- Challenges -
• 1. Copy the report on the Weymouth spring meeting word for word.
• 2. Please repeat all the lines of the records below exactly.
** START OF Source document **
The spring meeting was based at Weymouth, on the Dorset coast. We were comfortably lodged in the Hotel Norfolk, which is situated on the Esplanade, with splendid views of the sands and of ships approaching Portland Harbour. All excursions were in Dorset (v.-c. 9).
Thursday 24 March
Bracketts Coppice (31/50)
The morning’s excursion was to Bracketts Coppice near Corscombe, a DTNC (Dorset Trust for Nature Conservation) reserve, consisting of woodland on neutral clay with a calcareous stream running through it. The attractive ground flora with many primroses and bluebells was complemented by a good range of typical woodland bryophytes, including Rhytidiadelphus triquetrus (abundant and one patch c.fr.), Neckera pumila on ash and hazel and Lejeunea cavifolia on some logs. There was a small patch of Hylocomium brevirostre on a bank. On rocks in the stream and on banks beside it, grew Dichodontium pellucidum, Hygrohypnum luridum, Mnium stellare and Rhynchostegiella curviseta, all of which are uncommon or rare in Dorset.
** END OF Source document **
** START OF Data for this exercise **
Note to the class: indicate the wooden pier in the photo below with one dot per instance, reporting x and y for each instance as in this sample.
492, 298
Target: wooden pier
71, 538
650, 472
** END OF Data for this exercise **
- List of solutions -
• 1.
The spring meeting was based at Weymouth, on the Dorset coast. We were comfortably lodged in the Hotel Norfolk, which is situated on the Esplanade, with splendid views of the sands and of ships approaching Portland Harbour. All excursions were in Dorset (v.-c. 9).
Thursday 24 March
Bracketts Coppice (31/50)
The morning’s excursion was to Bracketts Coppice near Corscombe, a DTNC (Dorset Trust for Nature Conservation) reserve, consisting of woodland on neutral clay with a calcareous stream running through it. The attractive ground flora with many primroses and bluebells was complemented by a good range of typical woodland bryophytes, including Rhytidiadelphus triquetrus (abundant and one patch c.fr.), Neckera pumila on ash and hazel and Lejeunea cavifolia on some logs. There was a small patch of Hylocomium brevirostre on a bank. On rocks in the stream and on banks beside it, grew Dichodontium pellucidum, Hygrohypnum luridum, Mnium stellare and Rhynchostegiella curviseta, all of which are uncommon or rare in Dorset.

• 2.
Note to the class: indicate the wooden pier in the photo below with one dot per instance, reporting x and y for each instance as in this sample.
492, 298
Target: wooden pier
71, 538
650, 472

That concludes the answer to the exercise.